Records:

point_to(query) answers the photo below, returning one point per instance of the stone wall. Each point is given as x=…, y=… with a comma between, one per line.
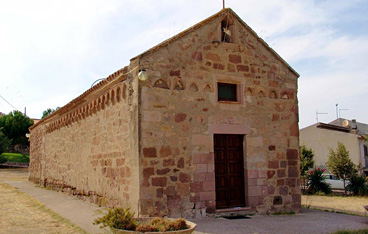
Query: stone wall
x=90, y=149
x=180, y=114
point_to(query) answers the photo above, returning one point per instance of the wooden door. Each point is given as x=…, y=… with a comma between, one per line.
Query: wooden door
x=229, y=171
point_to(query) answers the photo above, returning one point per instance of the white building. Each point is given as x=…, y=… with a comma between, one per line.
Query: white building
x=320, y=137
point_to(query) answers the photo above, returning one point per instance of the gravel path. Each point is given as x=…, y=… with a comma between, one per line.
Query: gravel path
x=309, y=221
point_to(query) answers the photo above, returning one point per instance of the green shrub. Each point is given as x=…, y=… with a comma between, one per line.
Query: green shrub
x=357, y=185
x=316, y=182
x=118, y=218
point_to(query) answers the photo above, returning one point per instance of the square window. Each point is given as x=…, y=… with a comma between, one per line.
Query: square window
x=227, y=92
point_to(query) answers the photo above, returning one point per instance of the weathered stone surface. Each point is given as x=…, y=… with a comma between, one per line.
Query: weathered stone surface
x=292, y=154
x=151, y=144
x=159, y=181
x=149, y=152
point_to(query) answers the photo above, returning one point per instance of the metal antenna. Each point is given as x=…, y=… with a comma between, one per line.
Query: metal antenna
x=319, y=113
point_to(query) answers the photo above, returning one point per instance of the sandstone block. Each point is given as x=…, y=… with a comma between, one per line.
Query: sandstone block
x=150, y=152
x=159, y=181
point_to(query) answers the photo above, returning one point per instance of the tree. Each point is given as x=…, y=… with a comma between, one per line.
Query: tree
x=4, y=142
x=306, y=162
x=15, y=126
x=317, y=183
x=340, y=164
x=48, y=112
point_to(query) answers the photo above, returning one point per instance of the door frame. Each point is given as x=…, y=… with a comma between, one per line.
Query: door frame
x=243, y=136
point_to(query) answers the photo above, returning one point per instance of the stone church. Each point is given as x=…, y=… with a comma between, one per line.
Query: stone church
x=205, y=122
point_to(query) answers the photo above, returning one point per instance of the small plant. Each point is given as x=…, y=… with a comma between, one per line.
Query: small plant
x=316, y=182
x=357, y=185
x=118, y=218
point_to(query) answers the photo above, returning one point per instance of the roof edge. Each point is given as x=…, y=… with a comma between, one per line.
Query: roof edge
x=200, y=24
x=114, y=76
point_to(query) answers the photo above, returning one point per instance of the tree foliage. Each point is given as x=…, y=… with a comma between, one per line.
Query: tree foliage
x=15, y=126
x=306, y=160
x=358, y=185
x=340, y=164
x=48, y=112
x=317, y=183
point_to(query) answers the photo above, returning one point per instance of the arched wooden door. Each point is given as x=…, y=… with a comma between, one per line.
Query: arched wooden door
x=229, y=171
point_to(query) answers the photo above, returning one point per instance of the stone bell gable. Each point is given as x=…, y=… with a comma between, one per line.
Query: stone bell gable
x=213, y=128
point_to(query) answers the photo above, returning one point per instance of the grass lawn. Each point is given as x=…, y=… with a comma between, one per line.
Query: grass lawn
x=12, y=157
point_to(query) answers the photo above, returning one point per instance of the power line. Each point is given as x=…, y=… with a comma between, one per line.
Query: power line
x=9, y=103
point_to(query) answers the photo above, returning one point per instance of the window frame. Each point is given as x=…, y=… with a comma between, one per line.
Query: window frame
x=235, y=91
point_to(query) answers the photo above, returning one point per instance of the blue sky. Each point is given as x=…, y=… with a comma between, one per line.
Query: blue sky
x=52, y=51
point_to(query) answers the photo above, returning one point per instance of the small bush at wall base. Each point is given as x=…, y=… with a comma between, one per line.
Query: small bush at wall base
x=119, y=218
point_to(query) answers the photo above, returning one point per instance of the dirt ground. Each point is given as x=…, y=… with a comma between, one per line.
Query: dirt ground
x=351, y=205
x=20, y=213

Task:
Keep the pictures out and write out the records exactly.

Correct answer:
point_to(query) answers the photo below, returning one point per instance of the stone wall. Each point is given as x=…, y=… with a comma between, one per line.
Query: stone wall
x=90, y=149
x=180, y=114
point_to(query) answers the photo above, returning one point per instance of the wooden door. Each point is given as x=…, y=… with a comma between, one per line.
Query: wooden door
x=229, y=171
point_to(query) answers the photo above, returning one point per instance of the white building. Each point is given as x=…, y=… with a comma between, one per line.
Query: white building
x=320, y=137
point_to(query) answers the photo above, returning one point per instance of the gravel path. Each point is given as x=…, y=… with a comma between, one per line.
Query: gravel path
x=309, y=221
point_to(query) answers the photo above, returning one point per instance of the green shrub. Each point is given as x=…, y=… with a comma between, one per line.
Query: green shrub
x=357, y=185
x=316, y=182
x=118, y=218
point_to(query) answers the photo above, returning one point per instance of the square window. Each point is given as x=…, y=… with a comma between, one per line.
Query: square window
x=227, y=92
point_to(query) answers the photo above, returning one point per instance of the weathered stone surface. Each point is given as x=…, y=… with a comma between, one per line.
Query: weathered stone surface
x=292, y=154
x=151, y=144
x=159, y=181
x=149, y=152
point_to(query) answers the photo above, returning one point per instance of the metal antenna. Each point is given as x=…, y=… with a comma between, one per line.
Query: metal antenna
x=319, y=113
point_to(query) answers the photo above, returning one point per instance of the sandstone block. Each point is given as x=…, y=… with a comma between, one per line.
Query: sandstone block
x=150, y=152
x=159, y=181
point_to(query) answers the photo above, returning one point per instance of the tree. Each point is given as x=…, y=… with a comma between, one per line.
Query: tree
x=4, y=142
x=306, y=162
x=15, y=126
x=317, y=183
x=340, y=164
x=48, y=112
point_to(query) answers the photo above, returning one point per instance of the door frame. Each point is given as x=…, y=… with a comma between, one per line.
Query: door frame
x=243, y=136
point_to(query) answers the photo above, returning one point per instance of the stone church. Each point is given as x=…, y=… with a comma between, one per line.
Query: stone church
x=205, y=122
point_to(query) answers the photo above, returning one point per instance of the small plant. Each point is given as x=…, y=… with a comma between, one per line.
Query: small plant
x=316, y=182
x=357, y=185
x=118, y=218
point_to(query) answers the photo above, returning one point per instance of the roof edge. Each point is given as x=…, y=… with a comma between, one per line.
Query: roof edge
x=200, y=24
x=114, y=76
point_to(query) answers the photo above, returning one point per instance of the tree foliage. Each point is given as x=…, y=… with a comma between, one per line.
Query: tree foliage
x=15, y=126
x=306, y=160
x=358, y=185
x=340, y=164
x=48, y=112
x=317, y=183
point_to(query) answers the photo above, returning one point per instance of the arched wooden door. Each point is given as x=…, y=… with a comma between, one per line.
Query: arched wooden door
x=229, y=171
point_to(query) answers the photo above, returning one point per instance of the stone bell gable. Each point is given as x=…, y=… with a comma between, one per line.
Query: stone bell gable
x=213, y=128
point_to(query) answers the photo above, returning one point per instance of the grass lawn. Each point is given as x=…, y=… with a comma between, one per line.
Query: grass lawn
x=12, y=157
point_to(query) answers the photo above, returning one point per instance of the power line. Each point is given as x=…, y=… with a comma between, one per line.
Query: power line
x=9, y=103
point_to(query) answers the photo above, returning one point per instance of the window frame. Each point is given as x=…, y=… with a comma between, one per line.
Query: window frame
x=235, y=91
point_to(query) answers the photo above, returning one point per instance of the blue sky. Each point is given as x=…, y=… with a comma between, one per line.
Query: blue sky
x=52, y=51
point_to(query) answers the photo above, returning one point per instance of the small bush at wall base. Each point is given as x=…, y=… with a comma between, one per line.
Query: small bush at wall base
x=119, y=218
point_to(query) answers the photo above, returning one point per instance of the dirt ground. Each point is given as x=…, y=… with a comma between, one per line.
Query: dirt ground
x=351, y=205
x=20, y=213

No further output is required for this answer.